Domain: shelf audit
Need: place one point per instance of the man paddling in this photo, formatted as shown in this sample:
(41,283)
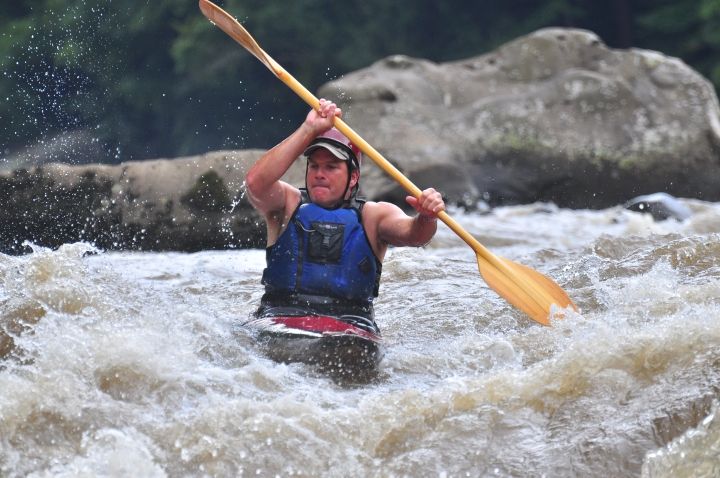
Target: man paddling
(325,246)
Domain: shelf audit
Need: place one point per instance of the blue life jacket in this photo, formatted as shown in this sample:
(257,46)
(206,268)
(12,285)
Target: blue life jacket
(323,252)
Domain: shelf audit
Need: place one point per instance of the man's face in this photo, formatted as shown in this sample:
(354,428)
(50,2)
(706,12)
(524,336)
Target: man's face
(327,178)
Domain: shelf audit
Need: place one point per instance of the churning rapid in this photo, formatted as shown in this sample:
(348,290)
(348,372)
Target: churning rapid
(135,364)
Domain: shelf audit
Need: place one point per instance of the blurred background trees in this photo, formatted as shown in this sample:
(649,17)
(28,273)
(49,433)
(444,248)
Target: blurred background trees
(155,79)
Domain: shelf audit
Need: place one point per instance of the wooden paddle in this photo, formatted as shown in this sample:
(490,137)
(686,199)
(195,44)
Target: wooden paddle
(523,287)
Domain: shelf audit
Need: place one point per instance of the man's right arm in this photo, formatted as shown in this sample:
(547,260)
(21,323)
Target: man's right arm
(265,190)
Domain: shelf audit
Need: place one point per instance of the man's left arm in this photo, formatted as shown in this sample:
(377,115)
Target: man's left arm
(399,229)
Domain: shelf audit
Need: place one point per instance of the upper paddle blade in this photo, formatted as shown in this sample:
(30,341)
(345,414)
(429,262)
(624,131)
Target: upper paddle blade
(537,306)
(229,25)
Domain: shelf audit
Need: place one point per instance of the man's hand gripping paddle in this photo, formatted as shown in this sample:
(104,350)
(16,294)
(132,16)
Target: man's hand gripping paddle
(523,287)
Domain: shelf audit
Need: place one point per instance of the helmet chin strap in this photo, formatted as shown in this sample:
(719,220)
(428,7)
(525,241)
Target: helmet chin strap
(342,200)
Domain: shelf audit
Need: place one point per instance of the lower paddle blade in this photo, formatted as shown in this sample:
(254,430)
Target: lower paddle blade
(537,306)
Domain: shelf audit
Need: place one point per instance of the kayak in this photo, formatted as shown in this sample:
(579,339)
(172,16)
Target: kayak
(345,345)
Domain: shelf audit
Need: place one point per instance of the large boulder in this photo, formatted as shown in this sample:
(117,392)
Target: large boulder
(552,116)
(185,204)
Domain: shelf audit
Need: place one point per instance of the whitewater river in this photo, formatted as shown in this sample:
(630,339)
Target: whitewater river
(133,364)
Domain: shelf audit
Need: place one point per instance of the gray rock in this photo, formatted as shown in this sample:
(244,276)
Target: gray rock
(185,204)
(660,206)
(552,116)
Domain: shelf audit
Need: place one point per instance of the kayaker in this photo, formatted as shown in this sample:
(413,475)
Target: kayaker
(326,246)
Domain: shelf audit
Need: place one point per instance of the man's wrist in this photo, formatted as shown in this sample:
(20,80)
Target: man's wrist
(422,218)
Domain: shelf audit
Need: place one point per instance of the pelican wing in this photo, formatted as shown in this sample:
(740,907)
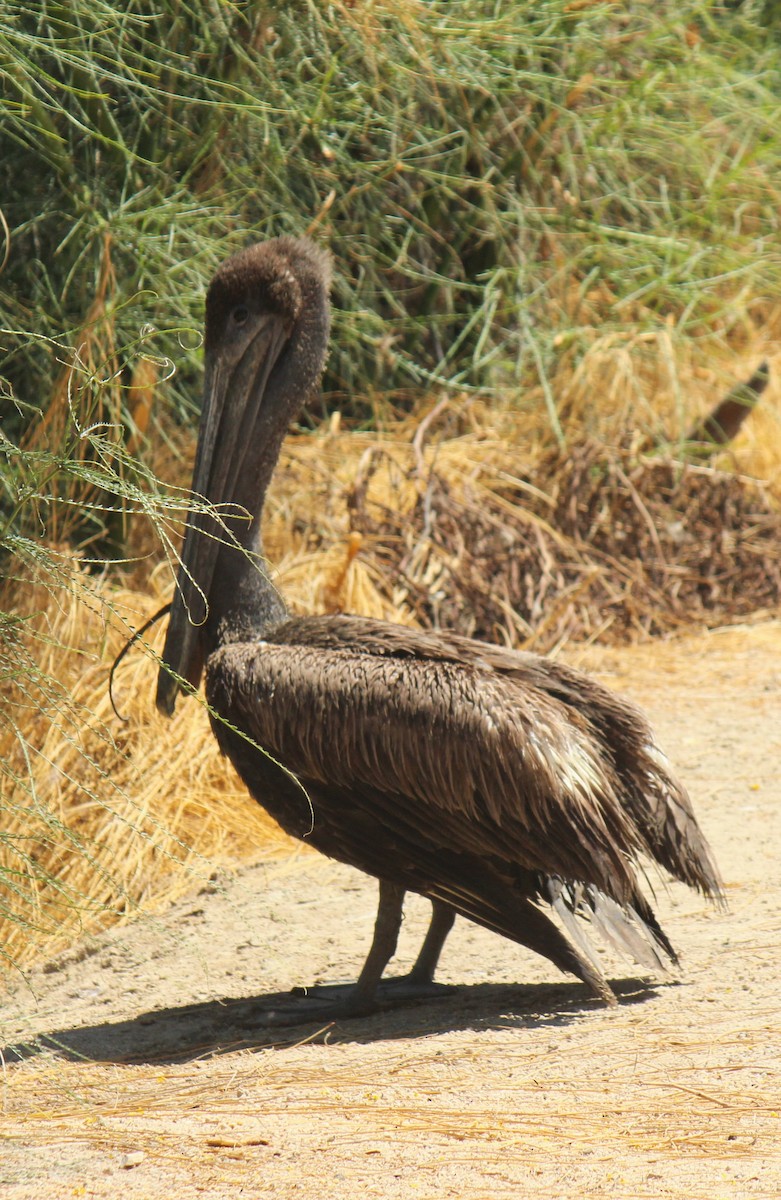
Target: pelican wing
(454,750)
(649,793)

---

> **GOAL OF THE EXERCISE**
Count how many lines in the material above contain the word "left", with case mattering. Reply with the number only.

> **THE RESULT**
2